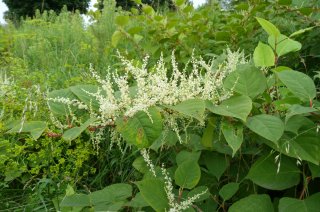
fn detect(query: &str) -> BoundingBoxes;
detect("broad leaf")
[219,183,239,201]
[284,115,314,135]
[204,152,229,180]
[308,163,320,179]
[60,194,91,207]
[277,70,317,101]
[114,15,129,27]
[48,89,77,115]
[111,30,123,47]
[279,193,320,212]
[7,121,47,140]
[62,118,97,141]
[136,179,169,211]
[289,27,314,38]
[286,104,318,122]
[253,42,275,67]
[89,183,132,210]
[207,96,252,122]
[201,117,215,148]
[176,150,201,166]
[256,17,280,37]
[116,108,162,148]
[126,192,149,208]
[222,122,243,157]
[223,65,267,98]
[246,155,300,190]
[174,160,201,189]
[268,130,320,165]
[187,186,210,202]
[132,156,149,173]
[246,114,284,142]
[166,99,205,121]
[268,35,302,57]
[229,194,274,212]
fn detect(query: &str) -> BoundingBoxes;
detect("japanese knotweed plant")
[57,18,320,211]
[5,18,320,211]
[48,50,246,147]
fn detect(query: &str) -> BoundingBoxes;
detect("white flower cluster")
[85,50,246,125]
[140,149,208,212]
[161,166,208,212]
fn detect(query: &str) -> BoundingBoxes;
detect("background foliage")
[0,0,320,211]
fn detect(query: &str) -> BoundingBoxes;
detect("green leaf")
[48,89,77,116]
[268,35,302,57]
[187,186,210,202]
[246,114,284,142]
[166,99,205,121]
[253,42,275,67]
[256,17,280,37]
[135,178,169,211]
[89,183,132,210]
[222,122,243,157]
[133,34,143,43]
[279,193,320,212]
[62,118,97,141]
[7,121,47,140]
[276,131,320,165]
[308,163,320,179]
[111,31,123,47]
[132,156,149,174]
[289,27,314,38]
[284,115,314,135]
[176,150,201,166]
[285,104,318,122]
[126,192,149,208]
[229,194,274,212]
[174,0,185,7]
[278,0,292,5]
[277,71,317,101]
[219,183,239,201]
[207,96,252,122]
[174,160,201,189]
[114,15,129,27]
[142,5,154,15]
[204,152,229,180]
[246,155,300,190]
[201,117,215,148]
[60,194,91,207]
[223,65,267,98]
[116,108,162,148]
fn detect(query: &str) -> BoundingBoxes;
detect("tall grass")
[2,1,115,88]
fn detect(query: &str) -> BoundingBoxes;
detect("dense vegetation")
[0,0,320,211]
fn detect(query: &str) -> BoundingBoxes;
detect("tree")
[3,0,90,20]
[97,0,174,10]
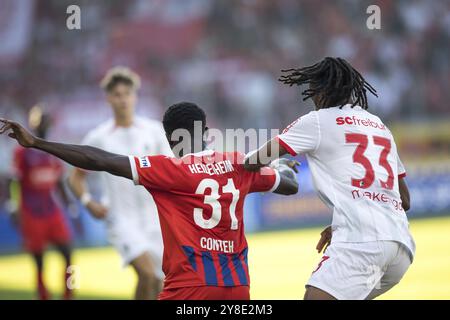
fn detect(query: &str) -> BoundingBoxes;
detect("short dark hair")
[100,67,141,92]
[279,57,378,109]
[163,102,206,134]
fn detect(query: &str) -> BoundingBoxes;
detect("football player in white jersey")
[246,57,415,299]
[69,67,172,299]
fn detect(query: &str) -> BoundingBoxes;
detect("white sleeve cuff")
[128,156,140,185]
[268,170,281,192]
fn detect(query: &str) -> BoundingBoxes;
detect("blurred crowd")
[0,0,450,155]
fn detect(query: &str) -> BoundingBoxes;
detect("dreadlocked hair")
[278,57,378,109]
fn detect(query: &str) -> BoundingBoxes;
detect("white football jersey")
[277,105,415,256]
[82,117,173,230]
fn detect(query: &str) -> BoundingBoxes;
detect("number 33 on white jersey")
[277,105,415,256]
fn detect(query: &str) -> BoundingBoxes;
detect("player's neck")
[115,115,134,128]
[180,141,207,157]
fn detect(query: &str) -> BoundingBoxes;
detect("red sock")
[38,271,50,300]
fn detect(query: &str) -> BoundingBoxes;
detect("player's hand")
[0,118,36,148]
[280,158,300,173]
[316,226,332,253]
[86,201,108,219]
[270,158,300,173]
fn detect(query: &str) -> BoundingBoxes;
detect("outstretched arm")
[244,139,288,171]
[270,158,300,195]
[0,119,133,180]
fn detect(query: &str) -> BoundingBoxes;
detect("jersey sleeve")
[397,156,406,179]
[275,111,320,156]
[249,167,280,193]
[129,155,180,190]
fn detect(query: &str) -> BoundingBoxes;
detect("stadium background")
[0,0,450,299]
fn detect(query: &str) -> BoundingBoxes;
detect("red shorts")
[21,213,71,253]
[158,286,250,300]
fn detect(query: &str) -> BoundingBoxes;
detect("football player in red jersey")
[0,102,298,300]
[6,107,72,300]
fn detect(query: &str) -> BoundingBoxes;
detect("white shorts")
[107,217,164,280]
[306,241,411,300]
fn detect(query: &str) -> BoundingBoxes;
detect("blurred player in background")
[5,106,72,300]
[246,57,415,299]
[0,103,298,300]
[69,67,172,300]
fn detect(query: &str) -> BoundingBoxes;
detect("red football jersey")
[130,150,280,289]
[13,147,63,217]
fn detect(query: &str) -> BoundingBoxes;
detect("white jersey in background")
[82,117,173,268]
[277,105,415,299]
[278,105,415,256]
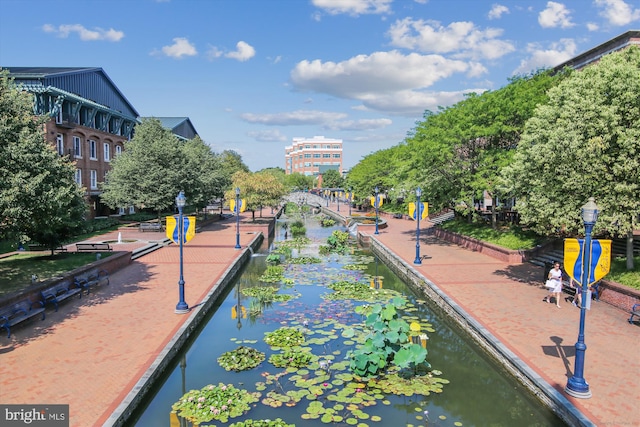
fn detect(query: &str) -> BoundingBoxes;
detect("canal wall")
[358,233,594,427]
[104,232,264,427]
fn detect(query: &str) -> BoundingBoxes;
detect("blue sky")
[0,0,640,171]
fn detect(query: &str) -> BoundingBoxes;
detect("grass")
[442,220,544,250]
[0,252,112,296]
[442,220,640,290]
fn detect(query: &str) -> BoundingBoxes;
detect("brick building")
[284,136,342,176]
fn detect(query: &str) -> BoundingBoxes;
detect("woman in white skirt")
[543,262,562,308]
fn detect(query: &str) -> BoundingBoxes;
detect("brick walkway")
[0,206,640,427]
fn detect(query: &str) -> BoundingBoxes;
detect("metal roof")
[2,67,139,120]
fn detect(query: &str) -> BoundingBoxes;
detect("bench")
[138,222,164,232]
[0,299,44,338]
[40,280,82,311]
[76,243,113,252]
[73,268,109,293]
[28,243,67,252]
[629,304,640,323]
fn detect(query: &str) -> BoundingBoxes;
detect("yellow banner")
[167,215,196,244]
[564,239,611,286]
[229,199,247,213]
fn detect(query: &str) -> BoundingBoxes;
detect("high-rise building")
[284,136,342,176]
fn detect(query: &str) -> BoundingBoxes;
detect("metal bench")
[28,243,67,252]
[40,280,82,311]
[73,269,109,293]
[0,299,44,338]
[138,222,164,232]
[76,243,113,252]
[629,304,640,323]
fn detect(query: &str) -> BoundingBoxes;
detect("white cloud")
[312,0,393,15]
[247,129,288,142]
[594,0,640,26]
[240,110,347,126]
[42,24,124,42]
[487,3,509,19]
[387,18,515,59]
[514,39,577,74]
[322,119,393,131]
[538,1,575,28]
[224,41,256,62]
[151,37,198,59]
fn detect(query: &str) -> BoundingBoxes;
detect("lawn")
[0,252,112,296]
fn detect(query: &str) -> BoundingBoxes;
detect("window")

==*==

*Request:*
Pull out every line of the listing above that contains the string "shorts", matching case exactly.

*Solution for this task:*
detect("red shorts")
detect("white shorts")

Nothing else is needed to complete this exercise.